[Entries from a point annotation set]
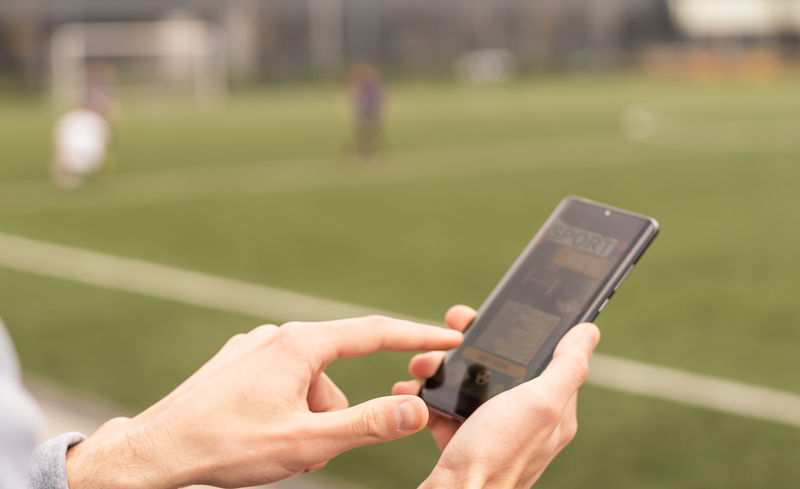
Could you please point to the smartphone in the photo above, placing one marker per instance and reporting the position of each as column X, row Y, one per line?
column 564, row 277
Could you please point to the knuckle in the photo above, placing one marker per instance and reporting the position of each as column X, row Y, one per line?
column 379, row 320
column 581, row 371
column 237, row 338
column 549, row 412
column 294, row 330
column 570, row 430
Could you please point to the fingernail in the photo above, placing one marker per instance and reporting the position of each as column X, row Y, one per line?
column 408, row 416
column 592, row 336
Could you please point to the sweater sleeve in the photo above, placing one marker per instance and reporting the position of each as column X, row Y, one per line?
column 47, row 468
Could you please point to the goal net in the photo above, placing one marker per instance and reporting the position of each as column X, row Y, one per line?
column 171, row 56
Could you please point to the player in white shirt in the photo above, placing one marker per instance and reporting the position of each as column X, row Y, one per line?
column 82, row 137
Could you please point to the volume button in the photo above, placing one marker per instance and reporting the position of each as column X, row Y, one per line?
column 624, row 277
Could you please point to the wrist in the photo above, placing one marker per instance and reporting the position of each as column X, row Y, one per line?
column 121, row 455
column 473, row 477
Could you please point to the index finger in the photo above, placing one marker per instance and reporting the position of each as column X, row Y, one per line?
column 570, row 365
column 347, row 338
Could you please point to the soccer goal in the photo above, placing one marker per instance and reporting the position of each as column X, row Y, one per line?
column 171, row 56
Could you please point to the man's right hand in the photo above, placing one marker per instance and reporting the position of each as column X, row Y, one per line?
column 260, row 411
column 510, row 440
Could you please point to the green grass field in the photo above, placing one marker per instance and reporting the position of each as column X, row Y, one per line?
column 470, row 174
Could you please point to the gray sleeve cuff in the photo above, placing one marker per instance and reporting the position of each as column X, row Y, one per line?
column 47, row 469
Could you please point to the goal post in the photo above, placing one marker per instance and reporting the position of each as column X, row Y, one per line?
column 170, row 54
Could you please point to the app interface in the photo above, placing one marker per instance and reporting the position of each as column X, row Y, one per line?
column 562, row 274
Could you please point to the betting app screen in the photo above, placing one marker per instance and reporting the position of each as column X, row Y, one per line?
column 550, row 289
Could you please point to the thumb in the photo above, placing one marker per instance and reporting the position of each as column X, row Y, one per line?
column 375, row 421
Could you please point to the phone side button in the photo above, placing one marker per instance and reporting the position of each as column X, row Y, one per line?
column 624, row 277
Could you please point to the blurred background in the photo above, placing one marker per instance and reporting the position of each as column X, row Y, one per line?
column 174, row 172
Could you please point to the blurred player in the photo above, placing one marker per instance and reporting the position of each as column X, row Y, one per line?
column 81, row 137
column 367, row 98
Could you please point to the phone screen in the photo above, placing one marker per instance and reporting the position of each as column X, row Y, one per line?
column 565, row 271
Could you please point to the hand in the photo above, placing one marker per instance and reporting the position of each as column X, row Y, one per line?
column 261, row 410
column 513, row 437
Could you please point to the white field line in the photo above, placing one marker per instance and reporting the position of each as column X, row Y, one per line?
column 303, row 174
column 163, row 282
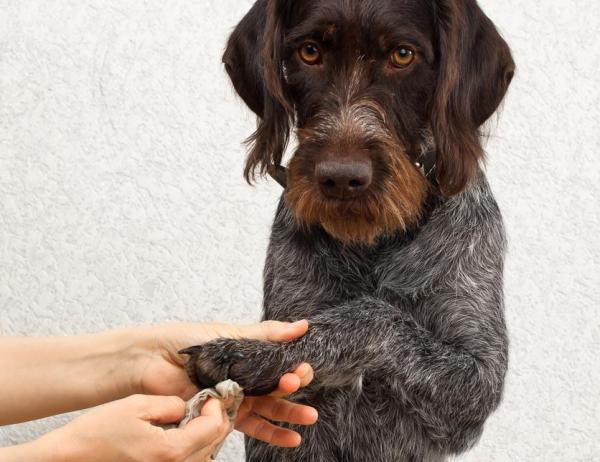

What is expected – Copy all of the material above word for word, omitting the pictures.

Answer to the exercise –
Could you please point to the smartphone in the photo above, placing one marker per instance and reporting the position of each as column X, row Y, one per line?
column 564, row 277
Could you please point to the knuckle in the photo above, placing one marker per instance and reporting the position of each as column X, row Y, one per line?
column 379, row 320
column 581, row 371
column 237, row 338
column 549, row 412
column 294, row 330
column 570, row 430
Could you please point to the fingernail in the photo above, placing one marker per instance and reporting the position of each as column X, row Y, one per line?
column 408, row 416
column 592, row 336
Could you please point to the sweater sleeve in the photo above, placing one marker per instance and reporting the position of each as column X, row Y, one per line?
column 47, row 468
Could you please point to the goal net in the photo above, placing one marker per instance and reporting the position of each as column X, row Y, one per line?
column 171, row 56
Could you please point to the player in white shirt in the photo above, placing one marker per instance and reporting the position of each as column X, row Y, one per line?
column 82, row 137
Could you please point to the volume button in the photo above, placing one marker per instance and reporting the position of each as column X, row Y, one per line?
column 624, row 277
Could you please point to the wrist in the photo above, placing one marker per instance and reporting the position of each as column X, row Y, one per line?
column 121, row 455
column 473, row 477
Could you please point to the index finger in the photo above, placing one marker per instance and reporting the position of each as column X, row Y, one per line?
column 570, row 365
column 347, row 338
Could you please point to the soccer goal in the photo above, placing one marker per instance and reporting the position of each as column X, row Y, one per line?
column 171, row 56
Could you please point to the man's right hand in the photo above, placing one marker per instance and reporting the position of each as column X, row Y, one per line?
column 260, row 411
column 510, row 440
Could you please point to the green grass field in the photo above, placing one marker per instance and reporting the position of each as column X, row Y, one per line?
column 470, row 174
Could you please point to the gray sleeve cuff in the photo above, placing one marker per instance and reporting the position of each as column X, row Y, one per line?
column 47, row 469
Could you please point to the goal post in the photo above, placing one marker per instance and reporting the position of each as column X, row Y, one per line?
column 170, row 54
Could you please point to the app interface in the photo above, placing one marker per instance and reporting the position of each as column X, row Y, one per line?
column 562, row 274
Could you please point to the betting app screen in the photo above, placing one marker per instance and reporting the position of each as column X, row Y, one per line?
column 550, row 289
Could you please point to the thumb in the photo above, placing one marker per instance and reporting the position of each as column X, row Y, one per line?
column 375, row 421
Could you please point to the phone side button in the photo above, placing one marker per instance and reporting the position of each as column X, row Y, one per line?
column 624, row 277
Could you please point to the blurred background in the photo above, placing one marker per instance and reporting the position of each as column X, row Y, one per line?
column 174, row 172
Could you please point to the blurred player in the photo above, placing one marker per instance and reporting the position of each as column X, row Y, one per line?
column 81, row 137
column 367, row 98
Could you please point to the phone screen in the photo above, placing one marker per instance and reporting the position of each as column X, row Y, one per line?
column 565, row 271
Could you please point to the hand in the photo above, placing one marker per instance and reporting the position of each as column X, row Y, one per line?
column 261, row 410
column 513, row 437
Could you please point to the white field line in the photo above, placing one marker per instance and reporting the position of each as column X, row Y, one per line?
column 303, row 174
column 163, row 282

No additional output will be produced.